- [Texto del ejercicio]:

Publicado en Levante de Castellón el 22 de diciembre de 2017
Por fin llegan las Navidades,
casi cuando ya estamos saturados de ellas. Cuando llevamos más de un mes
empechados de turrón, anuncios de colonias, ciudades iluminadas hasta la
desorientación y grandes superficies luciendo sus mejores galas para que
compremos hasta lo que no necesitamos cuanto antes mejor, casi con el tostado
del verano a flor de piel. Y no es que uno reniegue de farolillos de led
y árboles gigantescos de adornados con el eclecticismo de la geometría. Al
contrario, me parece bien que la gente se divierta y se le recuerde que un poco
de bondad y deseos de felicidad nunca vienen mal, en una sociedad cada vez más
triste y alienada por el miedo a perder, no lo que se tiene, sino lo que se
desea tener. Son tiempos en que nunca estamos satisfechos de lo que somos o
tenemos, porque nos han inoculado el virus de la insatisfacción, que debe ser
bueno para que las grandes multinacionales ganen mucho más dinero. Antes
empezaba el día 22 de diciembre, o esa era la sensación que muchos teníamos,
cuando escuchábamos en la radio el soniquete alegre de los niños de San
Ildefonso cantando lo premios de la Lotería de la Navidad. Ahora el sentimiento
es contrario, parece que ese día de los sueños inocentes de convertirse en
millonario es el fin de la Navidad y que lo que viene a continuación no es más
que un epílogo, un estrambote festivo del soneto que llevamos escuchando
semanas.

- [Material facilitado]:

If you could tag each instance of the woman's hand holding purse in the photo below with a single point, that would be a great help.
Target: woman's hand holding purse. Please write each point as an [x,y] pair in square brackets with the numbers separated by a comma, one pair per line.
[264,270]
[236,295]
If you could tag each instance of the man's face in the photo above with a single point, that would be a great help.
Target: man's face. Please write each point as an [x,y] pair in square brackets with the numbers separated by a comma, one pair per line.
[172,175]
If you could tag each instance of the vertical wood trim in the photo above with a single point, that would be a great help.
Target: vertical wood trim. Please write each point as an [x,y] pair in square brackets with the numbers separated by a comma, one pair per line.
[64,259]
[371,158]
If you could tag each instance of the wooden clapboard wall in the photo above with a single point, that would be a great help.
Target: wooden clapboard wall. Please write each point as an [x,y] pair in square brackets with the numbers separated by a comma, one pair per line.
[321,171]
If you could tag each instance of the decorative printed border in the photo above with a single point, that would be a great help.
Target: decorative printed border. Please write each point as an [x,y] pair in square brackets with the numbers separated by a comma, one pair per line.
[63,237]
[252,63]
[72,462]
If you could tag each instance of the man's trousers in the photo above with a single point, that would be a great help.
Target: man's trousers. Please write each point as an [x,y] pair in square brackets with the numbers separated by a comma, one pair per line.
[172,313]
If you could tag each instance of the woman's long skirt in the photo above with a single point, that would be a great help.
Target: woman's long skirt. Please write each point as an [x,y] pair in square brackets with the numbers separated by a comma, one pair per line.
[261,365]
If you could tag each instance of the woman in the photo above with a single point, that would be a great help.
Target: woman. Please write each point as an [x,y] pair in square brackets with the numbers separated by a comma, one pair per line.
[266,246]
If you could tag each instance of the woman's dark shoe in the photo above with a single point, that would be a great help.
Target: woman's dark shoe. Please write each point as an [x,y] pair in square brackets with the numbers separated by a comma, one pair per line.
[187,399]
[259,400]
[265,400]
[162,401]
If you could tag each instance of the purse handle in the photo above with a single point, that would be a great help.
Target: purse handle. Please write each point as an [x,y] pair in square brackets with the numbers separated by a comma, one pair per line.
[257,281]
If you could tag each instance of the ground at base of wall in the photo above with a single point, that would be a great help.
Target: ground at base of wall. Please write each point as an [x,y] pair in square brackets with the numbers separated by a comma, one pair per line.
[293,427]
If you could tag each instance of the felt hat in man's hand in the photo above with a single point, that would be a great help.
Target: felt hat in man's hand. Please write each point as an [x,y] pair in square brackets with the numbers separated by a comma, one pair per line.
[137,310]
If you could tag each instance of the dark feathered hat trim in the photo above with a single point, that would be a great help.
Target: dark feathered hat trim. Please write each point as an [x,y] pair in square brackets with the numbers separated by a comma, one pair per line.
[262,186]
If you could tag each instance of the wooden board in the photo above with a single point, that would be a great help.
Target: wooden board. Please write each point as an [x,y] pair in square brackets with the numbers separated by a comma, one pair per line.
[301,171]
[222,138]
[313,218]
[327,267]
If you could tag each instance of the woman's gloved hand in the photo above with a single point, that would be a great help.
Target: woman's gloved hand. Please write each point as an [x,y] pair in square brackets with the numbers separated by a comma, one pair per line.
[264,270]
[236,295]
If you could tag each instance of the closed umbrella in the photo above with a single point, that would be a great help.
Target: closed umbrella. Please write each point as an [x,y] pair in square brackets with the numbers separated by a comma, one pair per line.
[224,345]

- [Qué se pide]:
**A)** Responde a las siguientes preguntas a partir del artículo sobre la Navidad.
(i) ¿En qué periódico y en qué fecha se publicó?
(ii) ¿Qué virus se dice que nos han inoculado?
(iii) ¿Quiénes cantaban en la radio los premios de la Lotería de la Navidad?
**B)** Resume en dos oraciones el artículo sobre la Navidad.

- [Respuestas]:
**A)**
(i) En Levante de Castellón, el 22 de diciembre de 2017.
(ii) El virus de la insatisfacción.
(iii) Los niños de San Ildefonso.

**B)** Las Navidades llegan cuando ya estamos saturados tras más de un mes de turrón, anuncios y ciudades iluminadas, y aunque no se reniega de los adornos, vivimos en una sociedad triste e insatisfecha que conviene a las grandes multinacionales. Antes la Navidad parecía empezar el 22 de diciembre con los premios de la Lotería cantados por los niños de San Ildefonso, pero ahora ese día parece su final.